| PAGE EXTRACT |
******
Third movie almost made me pee myself because soda + long movie + years ago = full, hard-to-control bladder.

I actually started the series with HBP (my mom bought it thinking I had already read the first five) and then I worked my way _down_ or something I don't remember. '~' 

Timeturners were an overall bad plot-point in my opinion, but they were written out pretty well.


----------



## Dannichu

I actually like the later films more than the first ones. The child actors are a bit more bearable.
But I love the films not because they bring to life a wonderful, magical world or anything, but because they have just about all my favourite actors ever in one place <3

Similarly, while I love the books because a) they're great, b) were my childhood, I love rereading them now because I love stuff like JKR took the British school system and twisted it into something great like Hogwarts; the politics and sociology of the Wizarding World is so much fun to examine XD You can so tell that JKR votes Labour.


----------



## Saith

Verne said:


> Also I love the series as a universe, less so as books, because honestly JK Rowling is not much of a writer (she only started developing a sense of her own style in book seven, really) but she is a _fantastic_ storyteller, and I definitely respect that. She has spun up this big and also completely malleable universe in which Harry's storyline, though undoubtedly important, is also just one small part of a great whole. I think it's great because it gives fans a place to exist within her space.
******
| DATA IN THIS EXERCISE |

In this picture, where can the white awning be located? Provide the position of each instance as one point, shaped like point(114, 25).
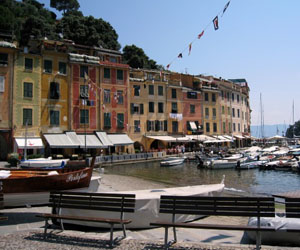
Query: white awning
point(60, 141)
point(104, 139)
point(32, 142)
point(239, 136)
point(162, 138)
point(90, 141)
point(120, 139)
point(193, 125)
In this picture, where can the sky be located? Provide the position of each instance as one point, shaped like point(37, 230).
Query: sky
point(258, 40)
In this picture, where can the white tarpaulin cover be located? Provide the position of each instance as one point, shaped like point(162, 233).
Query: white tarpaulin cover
point(31, 142)
point(147, 205)
point(279, 223)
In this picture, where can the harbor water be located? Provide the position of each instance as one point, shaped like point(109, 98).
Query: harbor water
point(244, 182)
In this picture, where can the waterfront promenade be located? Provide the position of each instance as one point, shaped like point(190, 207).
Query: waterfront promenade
point(24, 230)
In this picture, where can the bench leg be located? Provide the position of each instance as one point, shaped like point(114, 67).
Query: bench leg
point(46, 227)
point(124, 230)
point(258, 240)
point(111, 234)
point(166, 237)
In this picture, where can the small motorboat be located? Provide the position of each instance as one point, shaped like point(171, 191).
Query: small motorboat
point(172, 161)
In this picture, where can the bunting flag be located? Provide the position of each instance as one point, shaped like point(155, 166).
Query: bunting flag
point(225, 8)
point(216, 23)
point(216, 27)
point(201, 34)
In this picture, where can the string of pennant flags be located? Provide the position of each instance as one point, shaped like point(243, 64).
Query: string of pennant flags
point(215, 23)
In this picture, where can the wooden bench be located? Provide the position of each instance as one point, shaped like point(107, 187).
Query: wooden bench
point(109, 202)
point(215, 206)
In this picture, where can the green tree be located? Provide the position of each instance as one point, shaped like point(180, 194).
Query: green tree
point(135, 57)
point(65, 5)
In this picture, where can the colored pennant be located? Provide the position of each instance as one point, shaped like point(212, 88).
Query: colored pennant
point(201, 34)
point(225, 8)
point(216, 23)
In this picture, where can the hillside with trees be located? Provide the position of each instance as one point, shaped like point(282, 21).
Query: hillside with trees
point(30, 19)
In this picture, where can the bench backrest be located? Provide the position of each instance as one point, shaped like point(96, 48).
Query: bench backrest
point(292, 207)
point(93, 201)
point(223, 206)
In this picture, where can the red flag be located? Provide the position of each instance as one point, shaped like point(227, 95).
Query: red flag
point(216, 23)
point(190, 48)
point(201, 34)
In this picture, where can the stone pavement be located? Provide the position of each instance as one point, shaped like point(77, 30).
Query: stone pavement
point(25, 230)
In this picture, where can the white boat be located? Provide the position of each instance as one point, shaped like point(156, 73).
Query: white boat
point(44, 163)
point(147, 206)
point(278, 237)
point(172, 161)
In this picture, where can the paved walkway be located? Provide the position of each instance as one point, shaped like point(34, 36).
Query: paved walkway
point(23, 226)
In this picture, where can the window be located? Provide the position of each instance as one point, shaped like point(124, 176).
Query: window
point(207, 128)
point(137, 126)
point(106, 96)
point(160, 107)
point(54, 90)
point(192, 109)
point(120, 120)
point(206, 97)
point(27, 117)
point(2, 84)
point(84, 70)
point(151, 89)
point(151, 107)
point(160, 90)
point(213, 97)
point(192, 95)
point(47, 66)
point(28, 89)
point(136, 90)
point(28, 63)
point(174, 126)
point(54, 118)
point(215, 127)
point(84, 116)
point(120, 99)
point(174, 107)
point(206, 113)
point(174, 94)
point(107, 73)
point(3, 59)
point(107, 120)
point(62, 68)
point(120, 75)
point(214, 113)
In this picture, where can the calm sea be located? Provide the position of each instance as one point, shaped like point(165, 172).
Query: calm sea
point(252, 181)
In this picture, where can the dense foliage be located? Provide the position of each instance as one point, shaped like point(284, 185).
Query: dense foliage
point(30, 19)
point(293, 130)
point(136, 58)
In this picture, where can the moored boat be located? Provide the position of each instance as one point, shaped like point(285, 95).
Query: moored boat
point(20, 185)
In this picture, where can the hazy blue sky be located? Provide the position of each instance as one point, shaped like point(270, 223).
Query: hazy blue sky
point(258, 40)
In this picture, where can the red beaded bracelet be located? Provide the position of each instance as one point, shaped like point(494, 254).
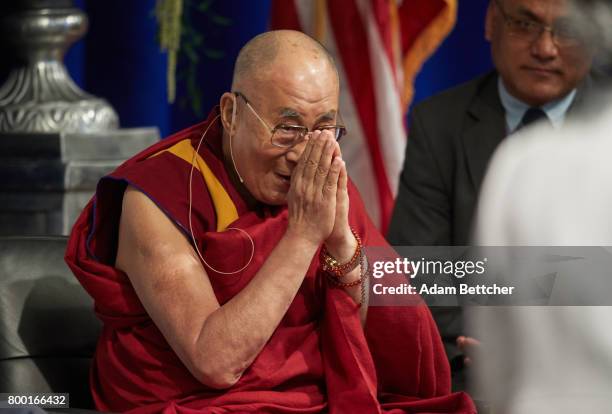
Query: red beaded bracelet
point(333, 267)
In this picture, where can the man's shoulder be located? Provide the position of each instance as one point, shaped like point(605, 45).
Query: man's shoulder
point(455, 101)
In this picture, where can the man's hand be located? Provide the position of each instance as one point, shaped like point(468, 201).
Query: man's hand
point(312, 197)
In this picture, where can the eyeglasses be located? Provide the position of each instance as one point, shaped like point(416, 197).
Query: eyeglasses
point(287, 136)
point(564, 34)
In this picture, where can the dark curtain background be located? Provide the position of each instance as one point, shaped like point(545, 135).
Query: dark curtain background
point(119, 58)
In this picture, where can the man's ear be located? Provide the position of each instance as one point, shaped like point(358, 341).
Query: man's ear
point(489, 23)
point(228, 112)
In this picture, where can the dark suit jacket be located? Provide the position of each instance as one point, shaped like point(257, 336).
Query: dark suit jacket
point(452, 137)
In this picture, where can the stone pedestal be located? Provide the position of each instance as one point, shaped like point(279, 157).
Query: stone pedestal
point(47, 178)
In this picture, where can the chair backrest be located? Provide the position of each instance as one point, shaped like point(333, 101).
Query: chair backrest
point(48, 329)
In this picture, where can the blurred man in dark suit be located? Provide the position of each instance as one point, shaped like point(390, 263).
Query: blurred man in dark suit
point(542, 66)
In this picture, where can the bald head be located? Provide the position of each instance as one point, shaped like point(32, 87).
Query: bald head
point(259, 56)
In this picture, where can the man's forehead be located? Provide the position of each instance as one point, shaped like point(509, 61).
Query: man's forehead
point(537, 9)
point(290, 112)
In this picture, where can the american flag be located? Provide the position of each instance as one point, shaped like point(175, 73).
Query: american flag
point(379, 47)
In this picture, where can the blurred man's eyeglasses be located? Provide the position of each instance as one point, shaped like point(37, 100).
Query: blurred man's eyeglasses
point(564, 34)
point(287, 136)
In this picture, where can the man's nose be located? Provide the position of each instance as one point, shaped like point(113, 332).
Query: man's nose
point(295, 152)
point(544, 47)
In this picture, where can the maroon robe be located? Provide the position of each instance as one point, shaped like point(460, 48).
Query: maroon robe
point(318, 358)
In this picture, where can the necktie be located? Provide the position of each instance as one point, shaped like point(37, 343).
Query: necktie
point(534, 115)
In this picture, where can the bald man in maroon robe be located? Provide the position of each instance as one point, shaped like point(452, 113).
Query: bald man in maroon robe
point(202, 254)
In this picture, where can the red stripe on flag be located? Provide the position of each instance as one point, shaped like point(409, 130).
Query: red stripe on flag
point(380, 9)
point(353, 48)
point(414, 17)
point(283, 15)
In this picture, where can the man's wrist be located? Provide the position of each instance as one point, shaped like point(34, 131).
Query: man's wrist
point(343, 248)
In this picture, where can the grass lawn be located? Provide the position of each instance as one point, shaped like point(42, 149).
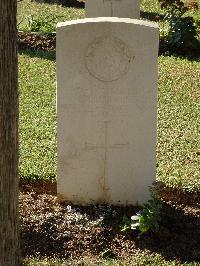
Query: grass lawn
point(178, 119)
point(178, 153)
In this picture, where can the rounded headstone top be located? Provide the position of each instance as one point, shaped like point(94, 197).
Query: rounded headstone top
point(108, 58)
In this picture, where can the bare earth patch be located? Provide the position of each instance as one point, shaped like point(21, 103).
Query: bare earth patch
point(50, 228)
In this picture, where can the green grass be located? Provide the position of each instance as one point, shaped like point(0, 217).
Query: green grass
point(139, 259)
point(28, 7)
point(37, 124)
point(178, 123)
point(178, 119)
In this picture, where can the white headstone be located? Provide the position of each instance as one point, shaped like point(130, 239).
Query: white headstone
point(113, 8)
point(106, 108)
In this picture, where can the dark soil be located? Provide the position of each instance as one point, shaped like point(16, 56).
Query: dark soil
point(66, 3)
point(50, 228)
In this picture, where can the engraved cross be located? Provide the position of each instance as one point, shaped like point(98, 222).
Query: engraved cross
point(106, 146)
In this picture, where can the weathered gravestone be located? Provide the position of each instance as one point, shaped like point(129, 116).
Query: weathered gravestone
point(106, 107)
point(113, 8)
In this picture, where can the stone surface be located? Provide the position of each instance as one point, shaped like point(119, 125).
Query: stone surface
point(113, 8)
point(106, 108)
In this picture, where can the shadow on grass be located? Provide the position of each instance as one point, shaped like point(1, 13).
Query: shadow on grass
point(49, 55)
point(191, 54)
point(65, 233)
point(178, 237)
point(65, 3)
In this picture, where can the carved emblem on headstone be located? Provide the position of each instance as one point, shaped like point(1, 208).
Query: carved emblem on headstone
point(108, 58)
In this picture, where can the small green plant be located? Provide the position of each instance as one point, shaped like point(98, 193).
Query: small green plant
point(147, 220)
point(40, 23)
point(182, 34)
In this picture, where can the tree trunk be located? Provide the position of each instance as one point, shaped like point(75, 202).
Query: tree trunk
point(9, 247)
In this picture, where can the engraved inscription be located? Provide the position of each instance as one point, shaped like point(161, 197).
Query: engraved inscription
point(108, 58)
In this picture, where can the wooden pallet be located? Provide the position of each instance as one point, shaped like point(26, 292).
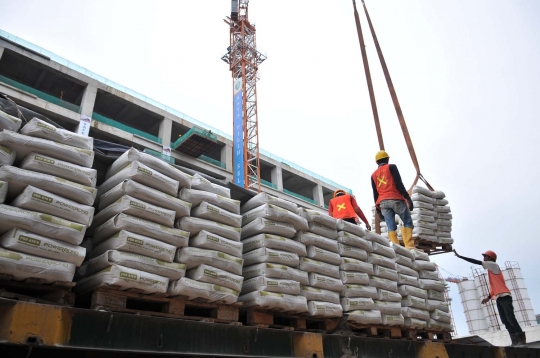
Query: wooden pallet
point(110, 298)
******
| DIRECTIVES |
• a. Return, word for word, the passage of the forum thread starting with "I actually started" and going on through "out pretty well.".
• b. Retype the lines of the records verbatim, starting with the line with "In this picture, where can the man's wrist" and going on through the line with "point(178, 153)". Omit the pictures from your answer.
The records bear no relation to the forum thread.

| RESPONSES |
• a.
I actually started the series with HBP (my mom bought it thinking I had already read the first five) and then I worked my way _down_ or something I don't remember. '~' 

Timeturners were an overall bad plot-point in my opinion, but they were written out pretty well.

• b.
In this picture, where can the man's wrist be located? Provide the position of each instance as one point, shaped like point(34, 131).
Query: man's wrist
point(343, 248)
In this picture, where can the grass lawn be located? Provide the position of each instance as one point, shaped like point(42, 149).
Query: grass lawn
point(178, 119)
point(178, 153)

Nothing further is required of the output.